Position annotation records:
☆ ☆ ☆ ☆
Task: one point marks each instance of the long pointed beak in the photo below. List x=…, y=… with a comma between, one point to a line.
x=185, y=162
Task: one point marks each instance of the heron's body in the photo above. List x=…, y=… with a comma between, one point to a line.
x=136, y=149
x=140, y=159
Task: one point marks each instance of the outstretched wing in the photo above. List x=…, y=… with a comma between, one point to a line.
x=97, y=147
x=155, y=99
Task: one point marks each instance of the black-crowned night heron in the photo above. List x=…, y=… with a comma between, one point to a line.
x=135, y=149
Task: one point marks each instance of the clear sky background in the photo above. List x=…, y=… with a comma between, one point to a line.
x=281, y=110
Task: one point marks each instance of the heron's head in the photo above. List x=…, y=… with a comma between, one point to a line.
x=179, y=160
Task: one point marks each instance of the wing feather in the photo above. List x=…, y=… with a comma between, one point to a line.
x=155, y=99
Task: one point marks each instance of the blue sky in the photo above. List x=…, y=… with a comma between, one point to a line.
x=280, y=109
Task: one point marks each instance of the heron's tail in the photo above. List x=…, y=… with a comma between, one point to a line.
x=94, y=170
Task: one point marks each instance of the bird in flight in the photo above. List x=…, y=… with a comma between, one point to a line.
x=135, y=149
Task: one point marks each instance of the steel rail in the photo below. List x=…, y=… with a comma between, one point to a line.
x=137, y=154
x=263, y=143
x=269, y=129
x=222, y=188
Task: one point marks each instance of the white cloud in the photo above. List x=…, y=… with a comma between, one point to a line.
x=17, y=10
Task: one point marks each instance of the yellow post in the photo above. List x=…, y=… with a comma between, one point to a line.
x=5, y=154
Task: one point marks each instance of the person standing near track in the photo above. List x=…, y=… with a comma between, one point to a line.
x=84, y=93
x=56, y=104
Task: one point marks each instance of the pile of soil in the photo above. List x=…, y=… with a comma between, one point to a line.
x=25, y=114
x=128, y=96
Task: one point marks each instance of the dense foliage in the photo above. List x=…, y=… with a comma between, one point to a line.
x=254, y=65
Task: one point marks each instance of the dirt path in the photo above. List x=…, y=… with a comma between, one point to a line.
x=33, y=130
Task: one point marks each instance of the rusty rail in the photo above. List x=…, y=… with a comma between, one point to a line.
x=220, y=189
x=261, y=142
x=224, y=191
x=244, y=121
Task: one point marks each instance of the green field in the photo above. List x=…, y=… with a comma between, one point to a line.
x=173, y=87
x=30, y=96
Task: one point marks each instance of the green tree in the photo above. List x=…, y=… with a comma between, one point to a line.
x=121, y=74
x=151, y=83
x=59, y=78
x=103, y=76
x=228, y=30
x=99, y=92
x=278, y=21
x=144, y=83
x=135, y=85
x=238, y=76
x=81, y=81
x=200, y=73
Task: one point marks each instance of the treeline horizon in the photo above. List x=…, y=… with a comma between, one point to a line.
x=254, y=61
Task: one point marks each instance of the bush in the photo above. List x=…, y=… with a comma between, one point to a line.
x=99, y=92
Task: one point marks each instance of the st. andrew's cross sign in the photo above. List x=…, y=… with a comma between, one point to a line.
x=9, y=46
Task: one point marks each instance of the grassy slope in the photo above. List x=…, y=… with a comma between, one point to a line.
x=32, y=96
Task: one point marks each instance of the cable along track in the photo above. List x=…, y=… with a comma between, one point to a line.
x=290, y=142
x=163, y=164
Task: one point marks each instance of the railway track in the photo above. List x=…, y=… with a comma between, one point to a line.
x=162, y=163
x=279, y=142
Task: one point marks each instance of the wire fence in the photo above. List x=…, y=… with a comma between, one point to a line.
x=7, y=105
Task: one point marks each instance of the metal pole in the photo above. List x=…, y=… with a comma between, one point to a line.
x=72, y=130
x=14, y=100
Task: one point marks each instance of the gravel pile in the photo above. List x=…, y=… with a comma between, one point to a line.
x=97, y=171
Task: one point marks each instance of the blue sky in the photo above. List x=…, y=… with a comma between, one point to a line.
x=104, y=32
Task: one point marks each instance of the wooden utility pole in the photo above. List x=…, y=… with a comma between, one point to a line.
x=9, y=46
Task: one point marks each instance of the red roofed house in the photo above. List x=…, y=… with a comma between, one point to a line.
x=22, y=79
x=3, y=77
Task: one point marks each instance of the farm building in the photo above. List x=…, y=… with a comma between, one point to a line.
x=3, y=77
☆ ☆ ☆ ☆
→ Aim
Please arrange every one of the records above as a two-column CSV with the headers instruction and points. Use one row per record, with its text under instruction and its answer under points, each in a single quoted field with line breaks replaced by spaces.

→ Response below
instruction,points
"Task: one point marks each instance of the long pointed beak in the photo below. List x=…, y=… with a comma between, one point to a line.","x=185, y=162"
"Task: one point marks each instance of the heron's body in the photo above. List x=…, y=… with a comma between, one point to a line.","x=136, y=149 x=140, y=159"
"Task: one point marks each instance of the outstretched wing in the photo above. List x=…, y=… with a comma between, one point to a line.","x=97, y=147 x=155, y=99"
"Task: one point marks each instance of the black-crowned night heron in the photo above. List x=…, y=… with a comma between, one point to a line.","x=135, y=149"
"Task: one point marks each instance of the clear sky background in the photo above. List x=…, y=… with a comma between, one point to a line.","x=281, y=110"
"Task: one point marks each instance of the heron's head in the photo above. List x=…, y=… with a comma between, one point to a line.","x=179, y=160"
"Task: one point marks each instance of the wing feather in the photo above. List x=…, y=… with a comma between, one point to a line.","x=155, y=99"
"Task: one point marks each instance of the blue sky in the photo above. List x=…, y=… with a comma between, one point to a line.","x=280, y=109"
"Task: one point marks each instance of the heron's tail in the photo above. List x=…, y=… with a comma between, one point to a line.","x=94, y=170"
"Task: one point marks each instance of the bird in flight in the photo above. List x=…, y=… with a comma between, one point to a line.","x=135, y=149"
"Task: one point marks each instance of the steel rail in the photo below. List x=…, y=… with a comma between, one point to a line.","x=137, y=154 x=263, y=143 x=269, y=129 x=222, y=188"
"Task: one point marks each instance of the white cloud in the photo above. List x=…, y=… with a comma between, one point to a line.","x=17, y=10"
"Task: one point marks each instance of the yellow post in the photo above. List x=…, y=… with a comma between, one point to a line.","x=5, y=154"
"Task: one point marks each instance of the person standing near track in the photo above. List x=…, y=… with a comma between, one point to a line.","x=84, y=93 x=56, y=104"
"Task: one point marks each instance of the pile of soil in the photo above. List x=…, y=… with a comma between, one point to a line.","x=25, y=114 x=128, y=96"
"Task: one point marks each instance of the dense foliage in the photo above. List x=…, y=… with a comma between, one point to a line.","x=254, y=65"
"Task: one point marks each instance of the dirt path in the photo above. List x=…, y=… with a comma between, one point to a line.","x=33, y=130"
"Task: one point marks each instance of the rusty rail in the photo above. List x=…, y=… with a comma between, one point to a line.","x=220, y=189 x=261, y=142 x=224, y=191 x=244, y=121"
"Task: one point marks each instance of the green field in the photo above. List x=…, y=… with a comma between, one point to a line.","x=173, y=87 x=30, y=96"
"Task: one point marks each instance of the green tree in the photo above. List x=…, y=… with a comma between, one point to a line.","x=121, y=74 x=151, y=83 x=59, y=78 x=103, y=76 x=228, y=30 x=99, y=92 x=278, y=21 x=144, y=83 x=135, y=85 x=238, y=76 x=81, y=81 x=200, y=73"
"Task: one point marks each instance of the treeline horizon in the photo above. List x=…, y=… with a comma between, one point to a line.","x=254, y=61"
"Task: one point marks each instance of the bush in the photo above. List x=…, y=… with a comma between, one point to a line.","x=99, y=92"
"Task: one point marks each instance of the st. andrew's cross sign in the photo above. List x=…, y=… with a comma between, one point to a line.","x=9, y=46"
"Task: one point marks each instance of the grassy slope in the photo above. List x=…, y=… with a comma between, one point to a line.","x=32, y=96"
"Task: one point marks each instance of the cable along track in the photo above. List x=…, y=… with a comma between, one point to a line.","x=290, y=142 x=163, y=164"
"Task: one point marks each instance of the railway track in the photo above. List x=…, y=… with a comma between, one point to a line.","x=162, y=163 x=279, y=142"
"Task: one point marks each instance of the wire fence in the photo above. List x=…, y=… with a comma between, one point to a line.","x=7, y=105"
"Task: one point marks each instance of the metal pole in the photo above. List x=…, y=… with a comma between, one point to a line.","x=72, y=130 x=14, y=100"
"Task: one point marks each instance of the gravel pile in the photo above. List x=…, y=… with a comma between, one point to a line.","x=97, y=171"
"Task: one point marks each instance of the blue sky in the photo above. List x=…, y=… with a comma between, one point to a line.","x=104, y=32"
"Task: one point marks each instance of the wooden utility pole in the photo above. List x=…, y=… with a comma between, one point to a line.","x=9, y=46"
"Task: one point marks each instance of the red roofed house in the photo above. List x=…, y=… with a comma between, one point to a line.","x=22, y=79 x=3, y=77"
"Task: one point marks each instance of the farm building in the photo above. List x=…, y=… with a comma between, one point to a line.","x=3, y=77"